**Excerpt provided**.
┏━━

A learner who is particularly interested in motor racing will probably be familiar with bend, pit-stop, chicane, chequered flag and a number of other terms which are obscure to those without any specialist knowledge.
The moral is to try as far as possible in the selections of items to test to avoid bias of this sort and also, where appropriate, to focus only on the items which have been taught, or at least encountered, on the course. That is feasible if one is designing a progress or achievement test, less so in designing placement, diagnostic or proficiency tests as we saw.
Ways of measuring vocabulary size |
The following are not confined to measuring vocabulary size because they can be used to measure other aspects of lexical knowledge (if they are somewhat different designed). Here are five examples and some comments:
Synonym tests |
These are simple to design and administer. For example:
Choose the item which is closest in meaning to fire:
- blaze
- combustion
- ignition
- eruption
This is a test which depends on knowing all the words and being able to match meanings. A more searching test, sometimes, is to choose words and distractors which are close in form but not meaning. For example:
Choose the item which is closest in meaning to search:
- seek
- clench
- reach
- trench
and a test like that can also be used to test whether learners can distinguish between homophones, like this:
Choose the item which is closest in meaning to feet:
- pause
- pores
- pours
- paws
The problem, of course, with test items like these is that there is no context so distractors must be very carefully chosen to eliminate any possibility that, in certain circumstances and with certain meanings, more than one correct answer may exist.
Definition tests |
These are also easy to design if you have a learners' dictionary to hand. Examples are:
Which word means extremely frightened?
- afraid
- horrified
- petrified
- scared
Which definition of frown is correct?
- an expression showing anger or disapproval
- a gesture showing dislike
- raising your eyebrows to show surprise
- stretching your mouth to show dislike
There are problems with both of these test types because the first depends on understanding that the words are adjectives not verbs and the second, of course, depends on understanding the words in the definitions such as disapproval, gesture (vs. expression), eyebrows etc.
Gap-fill tests |
These can get over the issue of a lack of co-text. For example:
Fill the gap with the correct word from the
list of four:
The computer program __________ much faster processing of
information.
- empowered
- enabled
- let
- qualified
The drawback with this kind of test is that, although the distractors should not in theory contain words the test taker does not know, it is often very difficult to identify distractors which are conceivable (but wrong) rather than wrong (and obviously so). Another issue is that the co-text should also not contain unknown or ambiguous items.
Gap-fill tests in which no alternatives are given, may also be a way of measuring productive ability rather than recognition. For example:
Fill the gap with one word only:
Mary lost her key so she __________ mine to get into the flat.
The obvious drawback with this sort of test of vocabulary is that
it is very hard to write a series of item in which only one possible
word is allowable. In the gap in this example, borrowed,
took, stole, appropriated, nicked and a range of other possibilities are
allowable and that complicates marking by introducing an element of
judgement of appropriacy. Would you allow purloined,
for example?

┗━━

**Parts of the exercise**.
**A)** What resource does the vocabulary-testing excerpt say makes definition tests easy to design?
**B)** Please carry on the excerpt about measuring vocabulary size from the point where it stops.

**Data extract**.
┏━━

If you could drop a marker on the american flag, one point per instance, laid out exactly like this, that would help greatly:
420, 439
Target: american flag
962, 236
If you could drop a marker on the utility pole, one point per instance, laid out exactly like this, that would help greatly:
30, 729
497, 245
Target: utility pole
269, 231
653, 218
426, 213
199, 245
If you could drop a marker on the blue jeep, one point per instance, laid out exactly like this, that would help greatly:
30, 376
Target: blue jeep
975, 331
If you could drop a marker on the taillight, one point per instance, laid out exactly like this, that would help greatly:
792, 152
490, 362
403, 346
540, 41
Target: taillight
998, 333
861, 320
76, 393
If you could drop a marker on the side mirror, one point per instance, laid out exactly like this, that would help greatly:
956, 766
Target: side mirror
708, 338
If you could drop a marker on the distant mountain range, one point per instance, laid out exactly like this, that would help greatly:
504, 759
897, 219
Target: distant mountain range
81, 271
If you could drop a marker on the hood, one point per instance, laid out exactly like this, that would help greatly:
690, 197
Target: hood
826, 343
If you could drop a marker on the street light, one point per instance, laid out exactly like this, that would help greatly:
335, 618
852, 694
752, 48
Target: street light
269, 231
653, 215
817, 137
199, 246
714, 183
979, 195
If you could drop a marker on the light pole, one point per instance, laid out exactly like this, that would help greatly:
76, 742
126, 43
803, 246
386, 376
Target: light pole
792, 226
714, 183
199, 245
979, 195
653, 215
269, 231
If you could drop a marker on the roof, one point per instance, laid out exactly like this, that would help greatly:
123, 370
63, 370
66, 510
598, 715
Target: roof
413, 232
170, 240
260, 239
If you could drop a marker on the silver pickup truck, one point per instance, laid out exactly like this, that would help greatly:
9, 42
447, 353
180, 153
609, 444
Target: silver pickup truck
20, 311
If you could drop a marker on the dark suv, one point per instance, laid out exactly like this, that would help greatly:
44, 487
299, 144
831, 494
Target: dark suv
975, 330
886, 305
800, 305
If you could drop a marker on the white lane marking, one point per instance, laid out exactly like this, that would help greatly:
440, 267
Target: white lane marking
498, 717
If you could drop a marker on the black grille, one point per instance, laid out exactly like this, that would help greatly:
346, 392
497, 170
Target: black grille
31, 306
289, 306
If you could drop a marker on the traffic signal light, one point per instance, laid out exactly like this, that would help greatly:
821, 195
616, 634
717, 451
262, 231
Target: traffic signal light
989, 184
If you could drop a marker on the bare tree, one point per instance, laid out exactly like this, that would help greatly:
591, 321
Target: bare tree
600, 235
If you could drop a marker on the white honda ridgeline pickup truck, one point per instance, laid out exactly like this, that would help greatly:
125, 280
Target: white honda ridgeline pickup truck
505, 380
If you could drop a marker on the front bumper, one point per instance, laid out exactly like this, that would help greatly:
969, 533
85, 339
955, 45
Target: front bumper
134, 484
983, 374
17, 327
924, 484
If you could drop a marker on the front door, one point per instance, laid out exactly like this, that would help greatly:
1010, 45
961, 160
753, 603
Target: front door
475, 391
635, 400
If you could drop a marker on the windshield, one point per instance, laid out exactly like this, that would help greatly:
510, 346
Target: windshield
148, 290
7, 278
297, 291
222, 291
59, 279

┗━━

**Answers to this exercise**.
**A)** A learners' dictionary to hand.

**B)**
A way around this is to redesign the task like this to give the
first letter and an indication of how many letters the word
contains:
Fill the gap with one word only:
Mary lost her key so she b _ _ _ _ _ _ _ mine to get into the flat.
but that, naturally, makes it easier.
Using pictures |
Pictures can elicit productive vocabulary and this is a technique commonly deployed. For example:
Write the correct words for the sports by the pictures: | |
_______________ | |
_______________ | |
_______________ |
Unfortunately, this only works for lexical items that can be unambiguously identified from pictures and even then, some items may be representable by more than one word and that complicates marking.
Definition tests |
These, too, can be used to measure productive ability, like this:
Fill the gap with one word only:
Electronic devices which are connected to an amplifier and fit over
both ears to play sounds are called:
____________________ .
The drawback is that there are very few words which can be completely unambiguously defined in this way.
Measuring depth: vocabulary use |
The first decision concerns the selection of the aspects of a word that you want to test. In the general guide to teaching lexis, the following were identified as what it may be necessary to know in order to 'know' a word:
- what a word means – what it denotes and what it connotes (if appropriate)
- how it is connected to other words which mean similar things (e.g., buy, sell, bargain, discount etc.)
- what words it commonly goes with (collocation) so we know we can't have a high tree but prefer tall as the adjective, for example
- what other meanings it can have (e.g., shop, bank etc. can have different meanings and fall into different word classes)
- how the word changes depending on its grammar (e.g., shop, shops, shopping, shopped etc.)
- what grammar the words uses (e.g., does it take a direct object, an indirect object, both, a preposition, does it have an odd plural or an irregularity? etc.)
- how to pronounce the word.
- what kind of situations the word is used in and who might use it? Is it, for example, typical of a certain register?
Depth of meaning also concerns passive and active vocabulary, of course. Here are thirteen example test items with a commentary.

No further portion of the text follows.